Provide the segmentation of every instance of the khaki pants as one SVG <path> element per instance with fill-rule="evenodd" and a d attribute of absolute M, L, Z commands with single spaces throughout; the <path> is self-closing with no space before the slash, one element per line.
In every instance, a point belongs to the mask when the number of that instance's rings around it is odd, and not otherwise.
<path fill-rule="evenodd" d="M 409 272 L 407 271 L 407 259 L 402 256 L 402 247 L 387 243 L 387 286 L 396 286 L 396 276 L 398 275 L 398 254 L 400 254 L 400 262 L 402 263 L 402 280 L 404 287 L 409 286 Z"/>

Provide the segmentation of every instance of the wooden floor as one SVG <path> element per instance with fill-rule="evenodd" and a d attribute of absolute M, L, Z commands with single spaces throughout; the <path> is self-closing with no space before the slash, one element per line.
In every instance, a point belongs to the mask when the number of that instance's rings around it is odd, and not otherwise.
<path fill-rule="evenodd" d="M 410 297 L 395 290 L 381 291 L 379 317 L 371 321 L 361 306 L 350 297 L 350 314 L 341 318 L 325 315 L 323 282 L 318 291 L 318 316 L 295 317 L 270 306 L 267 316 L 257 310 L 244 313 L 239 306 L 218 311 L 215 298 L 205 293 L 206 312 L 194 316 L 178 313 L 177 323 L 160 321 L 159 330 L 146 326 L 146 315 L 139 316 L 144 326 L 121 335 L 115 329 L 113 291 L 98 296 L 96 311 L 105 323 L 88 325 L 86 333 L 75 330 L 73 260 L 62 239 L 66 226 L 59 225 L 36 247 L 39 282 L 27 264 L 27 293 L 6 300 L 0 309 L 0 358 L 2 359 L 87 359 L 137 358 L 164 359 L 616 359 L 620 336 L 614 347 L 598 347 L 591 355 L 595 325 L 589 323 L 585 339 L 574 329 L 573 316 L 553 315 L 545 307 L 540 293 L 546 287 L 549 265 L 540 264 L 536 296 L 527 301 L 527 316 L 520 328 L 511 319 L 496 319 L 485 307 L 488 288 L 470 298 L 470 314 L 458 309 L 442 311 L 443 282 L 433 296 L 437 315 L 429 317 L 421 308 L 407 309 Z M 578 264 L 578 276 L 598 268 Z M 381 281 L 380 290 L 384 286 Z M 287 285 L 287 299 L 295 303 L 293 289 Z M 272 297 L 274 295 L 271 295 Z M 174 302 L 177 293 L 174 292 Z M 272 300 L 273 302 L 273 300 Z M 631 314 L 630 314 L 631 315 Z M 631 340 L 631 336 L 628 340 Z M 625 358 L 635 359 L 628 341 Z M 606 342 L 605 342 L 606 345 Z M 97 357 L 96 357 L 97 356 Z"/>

----

▸ **SHORT PROBLEM**:
Replace "wooden floor" with "hardwood floor" in everything from the line containing "Provide the segmentation of every instance of the wooden" down to the end of the records, leaving all other text unchanged. Return only those lines.

▸ **CORRECT OUTPUT**:
Provide the segmentation of every instance of the hardwood floor as one SVG <path> element per instance with fill-rule="evenodd" and a d attribute of absolute M, L, Z commands with single spaces throughout; the <path> is self-closing with no space before the slash, one element per line.
In every instance, a point belongs to the mask when the number of that instance's rings around it is odd, and not otherwise.
<path fill-rule="evenodd" d="M 410 297 L 395 290 L 381 291 L 379 317 L 371 321 L 361 306 L 350 297 L 350 314 L 341 318 L 325 315 L 323 282 L 318 291 L 318 316 L 295 317 L 270 306 L 267 316 L 257 310 L 244 313 L 239 306 L 218 311 L 215 298 L 205 293 L 206 312 L 194 316 L 178 313 L 177 323 L 160 321 L 159 330 L 146 326 L 146 315 L 139 316 L 144 326 L 121 335 L 115 329 L 113 291 L 98 296 L 96 311 L 105 323 L 88 325 L 86 333 L 75 330 L 73 260 L 62 239 L 66 226 L 59 225 L 36 247 L 39 282 L 27 264 L 27 293 L 6 300 L 0 309 L 0 358 L 2 359 L 87 359 L 137 358 L 164 359 L 616 359 L 620 336 L 614 347 L 598 347 L 591 355 L 595 325 L 589 323 L 585 339 L 574 329 L 573 316 L 553 315 L 545 307 L 540 293 L 546 287 L 549 265 L 540 264 L 536 296 L 527 301 L 527 316 L 520 328 L 511 319 L 496 319 L 485 307 L 488 288 L 470 298 L 470 314 L 458 309 L 442 311 L 443 282 L 433 296 L 437 315 L 429 317 L 421 308 L 407 309 Z M 578 264 L 578 276 L 598 268 Z M 381 281 L 380 290 L 384 286 Z M 287 285 L 287 299 L 295 303 L 293 289 Z M 272 297 L 274 295 L 271 295 Z M 174 302 L 177 293 L 174 292 Z M 272 300 L 273 302 L 273 300 Z M 631 314 L 630 314 L 631 315 Z M 631 340 L 631 336 L 628 340 Z M 625 358 L 635 359 L 628 341 Z M 606 342 L 605 342 L 606 345 Z M 97 357 L 96 357 L 97 356 Z"/>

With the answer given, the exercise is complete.